** BEGIN Raw records **

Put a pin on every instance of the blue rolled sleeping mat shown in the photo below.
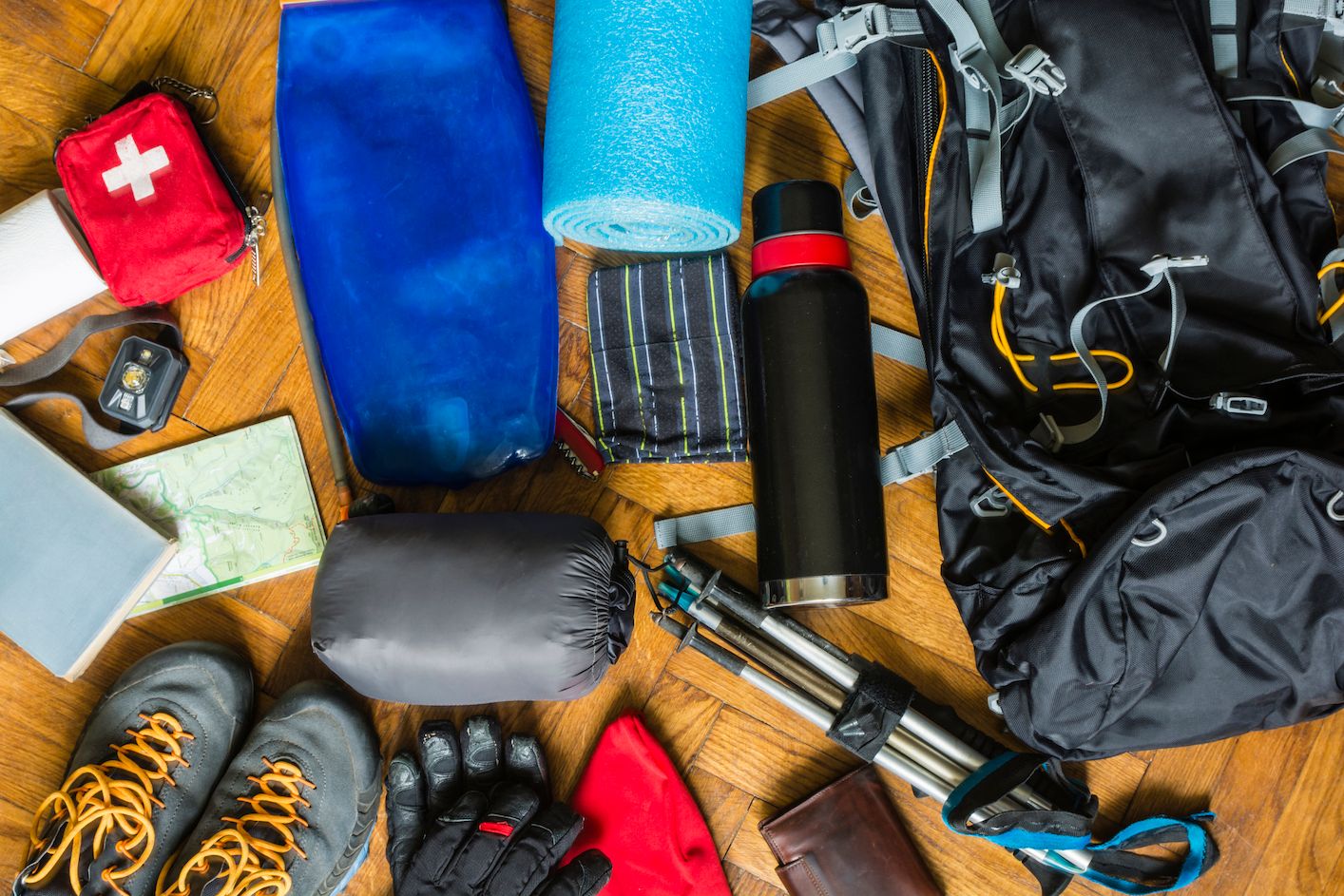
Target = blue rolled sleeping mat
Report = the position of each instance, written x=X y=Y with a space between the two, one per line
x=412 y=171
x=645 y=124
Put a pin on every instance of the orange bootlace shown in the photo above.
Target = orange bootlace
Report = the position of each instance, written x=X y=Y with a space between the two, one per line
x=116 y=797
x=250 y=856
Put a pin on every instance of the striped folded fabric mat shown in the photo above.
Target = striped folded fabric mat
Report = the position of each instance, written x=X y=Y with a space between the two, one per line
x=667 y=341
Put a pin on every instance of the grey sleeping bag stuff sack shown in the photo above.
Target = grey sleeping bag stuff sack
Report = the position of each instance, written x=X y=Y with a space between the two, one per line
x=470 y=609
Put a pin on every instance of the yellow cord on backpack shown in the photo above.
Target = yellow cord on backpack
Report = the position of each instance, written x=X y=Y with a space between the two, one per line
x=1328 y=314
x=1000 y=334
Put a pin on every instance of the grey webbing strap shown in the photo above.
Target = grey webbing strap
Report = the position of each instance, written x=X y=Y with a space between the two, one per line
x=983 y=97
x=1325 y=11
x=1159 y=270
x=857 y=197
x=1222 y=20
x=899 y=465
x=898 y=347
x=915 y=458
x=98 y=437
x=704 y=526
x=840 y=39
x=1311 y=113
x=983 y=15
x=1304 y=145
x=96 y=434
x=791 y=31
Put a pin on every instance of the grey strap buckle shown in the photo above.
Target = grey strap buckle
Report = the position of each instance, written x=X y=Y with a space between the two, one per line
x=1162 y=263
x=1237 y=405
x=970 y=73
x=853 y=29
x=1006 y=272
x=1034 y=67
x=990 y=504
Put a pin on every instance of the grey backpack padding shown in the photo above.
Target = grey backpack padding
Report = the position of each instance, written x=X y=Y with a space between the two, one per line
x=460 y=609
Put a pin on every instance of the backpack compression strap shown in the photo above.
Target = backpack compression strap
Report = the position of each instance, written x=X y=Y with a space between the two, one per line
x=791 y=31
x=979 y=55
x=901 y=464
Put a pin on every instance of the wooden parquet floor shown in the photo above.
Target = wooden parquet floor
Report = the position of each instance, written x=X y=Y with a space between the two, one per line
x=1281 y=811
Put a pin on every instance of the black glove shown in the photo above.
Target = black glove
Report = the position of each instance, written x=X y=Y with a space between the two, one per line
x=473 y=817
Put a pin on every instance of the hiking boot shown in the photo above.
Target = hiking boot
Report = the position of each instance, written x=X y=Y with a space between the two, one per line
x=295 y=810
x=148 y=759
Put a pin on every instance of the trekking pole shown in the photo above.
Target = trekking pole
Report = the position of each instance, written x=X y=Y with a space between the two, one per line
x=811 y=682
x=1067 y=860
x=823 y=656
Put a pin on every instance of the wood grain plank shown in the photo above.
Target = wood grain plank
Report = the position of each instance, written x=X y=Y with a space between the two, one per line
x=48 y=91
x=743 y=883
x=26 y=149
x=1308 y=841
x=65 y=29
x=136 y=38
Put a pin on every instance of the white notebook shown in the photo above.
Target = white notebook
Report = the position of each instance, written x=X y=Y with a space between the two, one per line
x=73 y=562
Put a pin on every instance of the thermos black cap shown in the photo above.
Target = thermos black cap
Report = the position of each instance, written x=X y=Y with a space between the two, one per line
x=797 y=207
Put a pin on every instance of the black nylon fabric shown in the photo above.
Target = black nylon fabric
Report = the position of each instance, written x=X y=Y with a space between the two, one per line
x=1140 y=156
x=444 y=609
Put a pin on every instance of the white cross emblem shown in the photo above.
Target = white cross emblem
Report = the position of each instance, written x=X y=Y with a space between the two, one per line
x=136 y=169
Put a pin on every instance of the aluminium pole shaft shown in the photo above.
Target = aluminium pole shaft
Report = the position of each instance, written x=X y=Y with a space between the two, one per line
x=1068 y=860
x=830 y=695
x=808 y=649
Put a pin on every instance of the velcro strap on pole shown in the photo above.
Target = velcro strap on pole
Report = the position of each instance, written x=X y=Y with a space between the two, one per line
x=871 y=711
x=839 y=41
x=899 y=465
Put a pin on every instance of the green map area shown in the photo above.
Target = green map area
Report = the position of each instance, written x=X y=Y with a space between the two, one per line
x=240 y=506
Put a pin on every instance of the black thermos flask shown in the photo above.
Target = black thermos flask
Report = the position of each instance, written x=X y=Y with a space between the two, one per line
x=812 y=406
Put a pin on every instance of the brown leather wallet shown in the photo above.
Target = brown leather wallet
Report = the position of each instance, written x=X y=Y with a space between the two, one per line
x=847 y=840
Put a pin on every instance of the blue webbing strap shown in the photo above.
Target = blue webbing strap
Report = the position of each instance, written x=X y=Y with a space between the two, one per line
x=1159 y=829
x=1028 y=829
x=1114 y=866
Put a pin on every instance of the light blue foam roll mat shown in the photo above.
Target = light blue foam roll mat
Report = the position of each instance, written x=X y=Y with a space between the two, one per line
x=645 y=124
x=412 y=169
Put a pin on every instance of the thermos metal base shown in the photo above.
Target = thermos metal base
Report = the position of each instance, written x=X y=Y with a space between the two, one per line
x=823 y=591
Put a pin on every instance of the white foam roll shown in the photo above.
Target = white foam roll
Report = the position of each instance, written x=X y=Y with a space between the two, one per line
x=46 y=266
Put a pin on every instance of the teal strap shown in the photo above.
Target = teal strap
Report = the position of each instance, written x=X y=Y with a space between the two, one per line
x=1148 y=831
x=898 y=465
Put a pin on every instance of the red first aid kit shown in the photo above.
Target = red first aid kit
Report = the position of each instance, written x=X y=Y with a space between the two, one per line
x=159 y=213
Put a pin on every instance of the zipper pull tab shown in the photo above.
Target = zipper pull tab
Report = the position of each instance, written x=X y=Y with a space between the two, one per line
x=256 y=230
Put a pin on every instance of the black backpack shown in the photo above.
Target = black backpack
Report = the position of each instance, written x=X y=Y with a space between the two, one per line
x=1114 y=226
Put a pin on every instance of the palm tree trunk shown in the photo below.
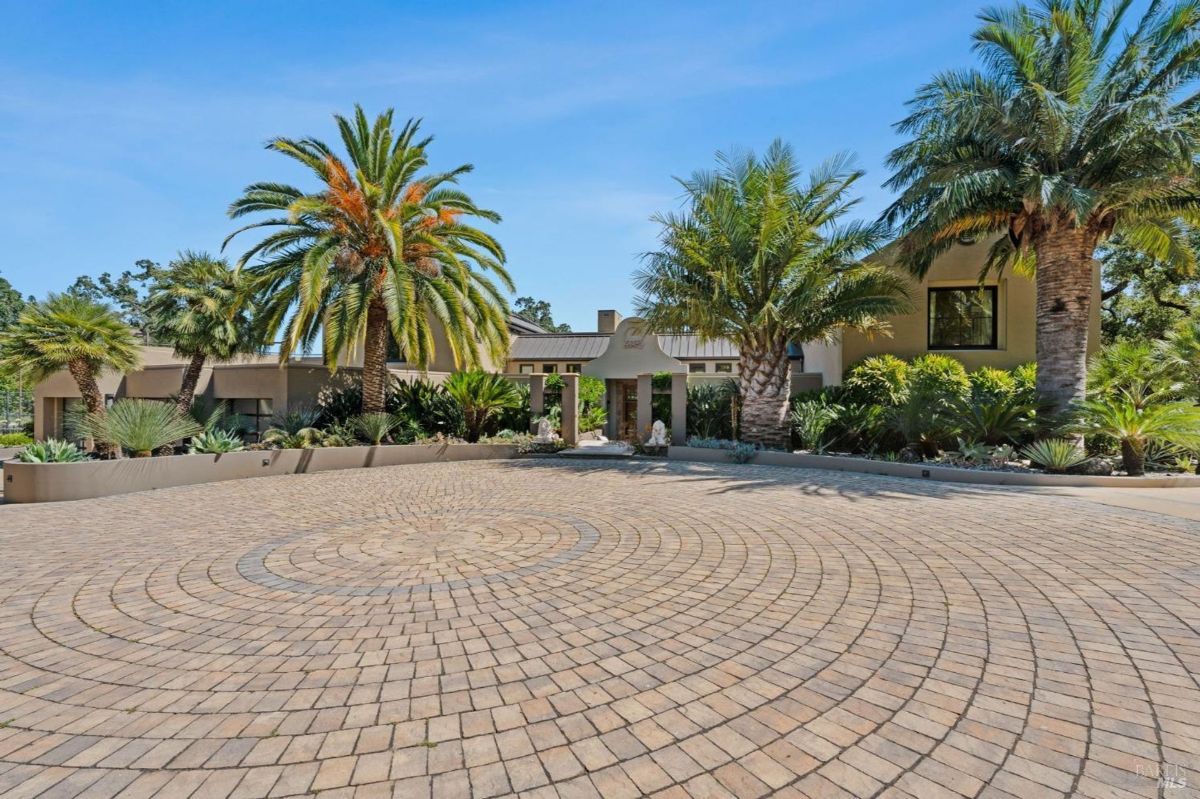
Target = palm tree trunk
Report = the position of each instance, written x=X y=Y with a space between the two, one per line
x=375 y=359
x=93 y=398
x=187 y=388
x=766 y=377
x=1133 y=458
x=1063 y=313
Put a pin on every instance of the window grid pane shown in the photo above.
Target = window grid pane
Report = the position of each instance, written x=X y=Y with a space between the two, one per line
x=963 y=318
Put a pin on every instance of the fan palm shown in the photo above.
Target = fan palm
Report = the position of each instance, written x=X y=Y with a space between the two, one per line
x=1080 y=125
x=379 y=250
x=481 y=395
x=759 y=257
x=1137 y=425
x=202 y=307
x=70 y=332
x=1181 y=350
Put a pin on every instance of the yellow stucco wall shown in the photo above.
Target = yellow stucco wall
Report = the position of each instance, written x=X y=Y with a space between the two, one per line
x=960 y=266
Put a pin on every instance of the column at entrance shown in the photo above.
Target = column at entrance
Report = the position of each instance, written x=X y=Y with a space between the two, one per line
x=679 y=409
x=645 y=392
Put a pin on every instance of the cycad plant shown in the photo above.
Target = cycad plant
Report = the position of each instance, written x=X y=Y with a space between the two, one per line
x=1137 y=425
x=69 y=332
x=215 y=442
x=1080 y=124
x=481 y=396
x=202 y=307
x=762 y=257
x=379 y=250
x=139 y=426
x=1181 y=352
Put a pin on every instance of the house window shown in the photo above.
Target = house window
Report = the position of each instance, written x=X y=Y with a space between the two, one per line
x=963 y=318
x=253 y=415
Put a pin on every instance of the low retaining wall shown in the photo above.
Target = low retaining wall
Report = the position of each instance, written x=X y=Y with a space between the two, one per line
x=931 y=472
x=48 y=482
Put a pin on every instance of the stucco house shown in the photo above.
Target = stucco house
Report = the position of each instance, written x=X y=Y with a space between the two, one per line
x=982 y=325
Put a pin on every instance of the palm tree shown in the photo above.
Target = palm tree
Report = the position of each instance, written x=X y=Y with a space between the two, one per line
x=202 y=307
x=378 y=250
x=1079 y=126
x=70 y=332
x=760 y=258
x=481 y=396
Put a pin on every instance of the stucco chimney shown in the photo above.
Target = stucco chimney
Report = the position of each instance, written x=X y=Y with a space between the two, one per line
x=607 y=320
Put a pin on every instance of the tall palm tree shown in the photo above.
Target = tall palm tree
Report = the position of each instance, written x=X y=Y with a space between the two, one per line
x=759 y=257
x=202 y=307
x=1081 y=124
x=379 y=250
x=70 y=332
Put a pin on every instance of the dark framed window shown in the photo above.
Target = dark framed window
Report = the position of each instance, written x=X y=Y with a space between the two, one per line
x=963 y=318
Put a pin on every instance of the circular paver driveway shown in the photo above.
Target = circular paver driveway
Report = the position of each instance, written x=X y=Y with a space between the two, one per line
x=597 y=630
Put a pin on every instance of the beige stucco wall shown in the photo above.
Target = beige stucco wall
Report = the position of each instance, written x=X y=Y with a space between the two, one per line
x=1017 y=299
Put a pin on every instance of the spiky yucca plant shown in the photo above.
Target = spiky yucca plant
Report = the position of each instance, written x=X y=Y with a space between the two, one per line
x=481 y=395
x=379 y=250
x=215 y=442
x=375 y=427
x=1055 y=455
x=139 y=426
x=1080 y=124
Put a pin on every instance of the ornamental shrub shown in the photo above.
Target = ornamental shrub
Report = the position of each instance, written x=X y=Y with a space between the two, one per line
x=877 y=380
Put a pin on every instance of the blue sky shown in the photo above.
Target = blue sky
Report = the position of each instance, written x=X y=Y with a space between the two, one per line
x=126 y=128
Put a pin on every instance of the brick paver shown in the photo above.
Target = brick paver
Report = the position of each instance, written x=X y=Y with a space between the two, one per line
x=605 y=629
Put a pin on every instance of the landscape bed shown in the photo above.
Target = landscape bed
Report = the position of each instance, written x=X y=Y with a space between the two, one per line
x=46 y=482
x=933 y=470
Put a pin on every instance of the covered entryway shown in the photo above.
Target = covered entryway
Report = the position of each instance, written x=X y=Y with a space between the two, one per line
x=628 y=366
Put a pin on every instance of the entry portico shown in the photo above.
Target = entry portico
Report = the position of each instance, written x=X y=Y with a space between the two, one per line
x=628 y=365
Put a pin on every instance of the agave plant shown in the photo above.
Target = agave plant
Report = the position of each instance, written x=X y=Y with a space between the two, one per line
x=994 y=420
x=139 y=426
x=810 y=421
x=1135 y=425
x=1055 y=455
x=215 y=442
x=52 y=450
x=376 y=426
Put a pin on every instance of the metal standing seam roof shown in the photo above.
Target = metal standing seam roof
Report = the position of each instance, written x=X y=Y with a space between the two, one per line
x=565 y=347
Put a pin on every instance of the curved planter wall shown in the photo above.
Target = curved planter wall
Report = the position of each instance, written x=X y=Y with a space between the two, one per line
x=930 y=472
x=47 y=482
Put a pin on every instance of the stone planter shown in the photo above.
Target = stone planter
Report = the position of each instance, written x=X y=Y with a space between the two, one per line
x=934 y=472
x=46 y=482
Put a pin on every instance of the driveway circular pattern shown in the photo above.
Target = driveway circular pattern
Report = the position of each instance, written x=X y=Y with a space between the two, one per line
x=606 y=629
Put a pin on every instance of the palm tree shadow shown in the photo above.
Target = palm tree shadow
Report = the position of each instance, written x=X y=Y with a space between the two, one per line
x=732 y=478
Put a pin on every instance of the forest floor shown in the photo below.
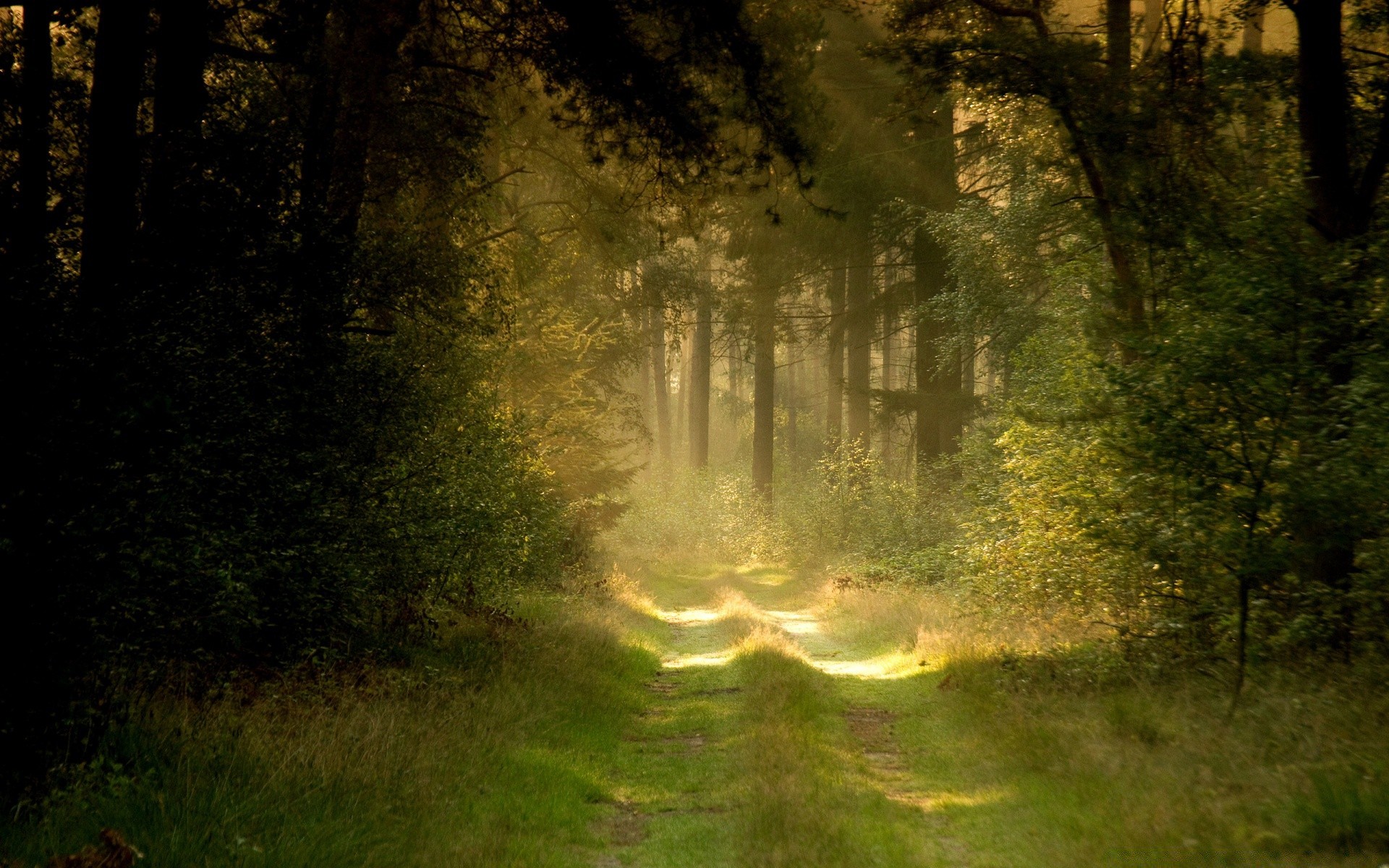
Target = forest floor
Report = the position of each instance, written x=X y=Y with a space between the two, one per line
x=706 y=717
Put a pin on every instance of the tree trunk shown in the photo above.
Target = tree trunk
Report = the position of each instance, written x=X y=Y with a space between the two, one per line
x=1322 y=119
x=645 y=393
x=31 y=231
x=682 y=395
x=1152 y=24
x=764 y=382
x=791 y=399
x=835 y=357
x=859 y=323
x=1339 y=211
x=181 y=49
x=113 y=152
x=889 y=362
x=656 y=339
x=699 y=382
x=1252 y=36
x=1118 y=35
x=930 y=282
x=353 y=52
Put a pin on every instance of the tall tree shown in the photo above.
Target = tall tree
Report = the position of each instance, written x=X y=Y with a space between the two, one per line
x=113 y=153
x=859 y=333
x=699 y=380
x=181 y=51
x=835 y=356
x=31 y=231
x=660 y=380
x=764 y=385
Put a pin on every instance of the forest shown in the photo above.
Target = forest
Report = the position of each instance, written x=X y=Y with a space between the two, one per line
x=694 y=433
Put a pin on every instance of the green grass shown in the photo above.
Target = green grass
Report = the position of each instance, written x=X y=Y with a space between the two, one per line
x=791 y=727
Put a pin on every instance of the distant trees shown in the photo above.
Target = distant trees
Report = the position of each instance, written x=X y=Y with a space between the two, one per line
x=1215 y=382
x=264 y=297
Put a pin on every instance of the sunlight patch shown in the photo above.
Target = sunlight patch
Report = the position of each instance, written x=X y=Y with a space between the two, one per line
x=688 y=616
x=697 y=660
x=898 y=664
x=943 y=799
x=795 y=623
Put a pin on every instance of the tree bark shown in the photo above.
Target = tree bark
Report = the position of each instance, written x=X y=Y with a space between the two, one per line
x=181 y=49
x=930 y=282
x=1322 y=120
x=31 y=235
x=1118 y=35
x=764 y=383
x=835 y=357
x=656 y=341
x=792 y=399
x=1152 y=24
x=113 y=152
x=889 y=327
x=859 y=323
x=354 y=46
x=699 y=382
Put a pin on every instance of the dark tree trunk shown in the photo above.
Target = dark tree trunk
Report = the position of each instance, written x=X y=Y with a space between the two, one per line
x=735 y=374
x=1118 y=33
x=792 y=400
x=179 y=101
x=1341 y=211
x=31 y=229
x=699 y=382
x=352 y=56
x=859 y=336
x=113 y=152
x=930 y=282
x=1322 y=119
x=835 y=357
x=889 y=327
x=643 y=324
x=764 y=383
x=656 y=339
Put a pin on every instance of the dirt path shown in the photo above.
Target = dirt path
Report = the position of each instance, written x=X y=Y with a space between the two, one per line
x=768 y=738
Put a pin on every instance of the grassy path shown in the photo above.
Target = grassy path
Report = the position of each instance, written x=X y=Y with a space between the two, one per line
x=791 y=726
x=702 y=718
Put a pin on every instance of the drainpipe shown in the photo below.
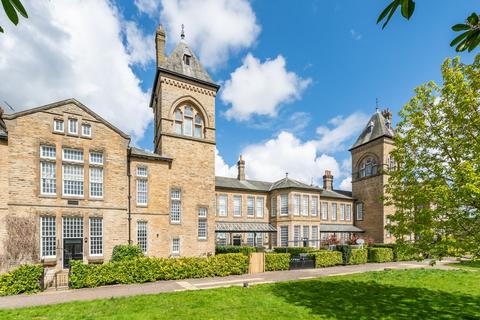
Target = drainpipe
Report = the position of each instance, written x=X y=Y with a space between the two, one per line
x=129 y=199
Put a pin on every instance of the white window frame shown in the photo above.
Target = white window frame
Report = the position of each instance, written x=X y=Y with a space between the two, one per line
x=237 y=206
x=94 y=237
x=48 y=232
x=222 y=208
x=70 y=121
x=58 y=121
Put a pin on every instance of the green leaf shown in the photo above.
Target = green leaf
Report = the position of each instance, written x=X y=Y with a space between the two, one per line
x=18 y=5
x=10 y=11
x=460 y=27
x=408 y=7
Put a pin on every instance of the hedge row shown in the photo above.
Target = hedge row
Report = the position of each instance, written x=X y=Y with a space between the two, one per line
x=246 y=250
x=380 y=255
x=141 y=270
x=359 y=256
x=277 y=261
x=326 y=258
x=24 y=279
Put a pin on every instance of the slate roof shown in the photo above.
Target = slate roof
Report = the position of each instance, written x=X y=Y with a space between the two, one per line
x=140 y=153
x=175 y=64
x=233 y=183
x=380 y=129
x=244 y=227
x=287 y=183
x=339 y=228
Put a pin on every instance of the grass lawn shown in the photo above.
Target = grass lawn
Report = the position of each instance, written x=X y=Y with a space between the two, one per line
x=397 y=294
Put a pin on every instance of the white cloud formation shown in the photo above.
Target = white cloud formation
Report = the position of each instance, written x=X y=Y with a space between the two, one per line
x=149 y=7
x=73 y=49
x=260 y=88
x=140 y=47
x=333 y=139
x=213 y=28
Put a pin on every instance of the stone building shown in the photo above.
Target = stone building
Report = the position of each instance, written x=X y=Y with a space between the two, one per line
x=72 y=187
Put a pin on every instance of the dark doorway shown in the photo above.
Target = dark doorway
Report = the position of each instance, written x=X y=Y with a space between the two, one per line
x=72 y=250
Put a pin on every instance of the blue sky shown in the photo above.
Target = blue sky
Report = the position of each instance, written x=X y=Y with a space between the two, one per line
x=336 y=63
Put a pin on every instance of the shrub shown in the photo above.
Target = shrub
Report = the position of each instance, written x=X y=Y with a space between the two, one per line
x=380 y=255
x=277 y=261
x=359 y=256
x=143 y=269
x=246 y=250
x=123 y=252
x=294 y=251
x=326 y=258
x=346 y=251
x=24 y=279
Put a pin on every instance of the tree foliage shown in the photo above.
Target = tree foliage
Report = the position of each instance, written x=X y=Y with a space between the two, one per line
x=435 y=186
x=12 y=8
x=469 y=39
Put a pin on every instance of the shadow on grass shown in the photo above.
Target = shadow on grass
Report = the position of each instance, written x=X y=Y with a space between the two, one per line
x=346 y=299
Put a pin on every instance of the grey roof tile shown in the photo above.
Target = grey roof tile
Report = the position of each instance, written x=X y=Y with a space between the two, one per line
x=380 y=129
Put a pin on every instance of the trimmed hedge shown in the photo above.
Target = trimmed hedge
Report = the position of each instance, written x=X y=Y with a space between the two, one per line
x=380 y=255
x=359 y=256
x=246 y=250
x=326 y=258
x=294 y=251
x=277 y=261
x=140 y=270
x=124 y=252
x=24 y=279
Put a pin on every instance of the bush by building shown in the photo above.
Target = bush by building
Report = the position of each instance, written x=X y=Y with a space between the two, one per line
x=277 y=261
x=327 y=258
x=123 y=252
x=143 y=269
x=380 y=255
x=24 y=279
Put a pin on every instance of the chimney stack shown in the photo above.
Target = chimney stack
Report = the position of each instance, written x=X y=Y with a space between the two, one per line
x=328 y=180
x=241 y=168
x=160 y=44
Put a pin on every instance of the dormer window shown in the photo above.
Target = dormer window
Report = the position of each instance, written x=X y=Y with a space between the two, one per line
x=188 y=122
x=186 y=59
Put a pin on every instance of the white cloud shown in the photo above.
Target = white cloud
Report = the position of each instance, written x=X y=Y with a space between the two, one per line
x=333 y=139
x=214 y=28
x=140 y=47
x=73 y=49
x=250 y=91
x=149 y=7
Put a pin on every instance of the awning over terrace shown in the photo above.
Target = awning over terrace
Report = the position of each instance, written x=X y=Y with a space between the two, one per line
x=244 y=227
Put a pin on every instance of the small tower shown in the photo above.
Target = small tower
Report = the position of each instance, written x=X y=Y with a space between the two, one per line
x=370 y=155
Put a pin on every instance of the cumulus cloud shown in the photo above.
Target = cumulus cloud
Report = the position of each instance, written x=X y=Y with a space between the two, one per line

** END Raw records **

• **Exercise instructions**
Starting with the line that contains "Put a pin on every instance of the window" and going on through the line that contains "x=645 y=392", write out those lines again, word for word. Include both end lines and nothing else.

• **Finished answer**
Put a pin on every instance of the window grid pane shown in the photo above.
Target = window grid pane
Report = the position of each instance, written x=X y=Y with a space between the two, one per line
x=963 y=318
Put a pin on every instance of the fan palm shown in the photo above.
Target = fan palm
Report = the position of each instance, written x=X y=Y with a space between the two, one per line
x=1080 y=125
x=379 y=250
x=481 y=395
x=759 y=257
x=1137 y=425
x=202 y=307
x=70 y=332
x=1181 y=350
Put a pin on every instance of the yellow stucco wall shown in the photo above.
Target = yellow stucco wall
Report = the position of each instance, written x=X y=Y with a space between the two, one per line
x=960 y=266
Put a pin on every instance of the column at entrance shown in the photo above.
Target = column at entrance
Report = the position of each instance, written x=X y=Y with a space between the two, one per line
x=679 y=409
x=645 y=392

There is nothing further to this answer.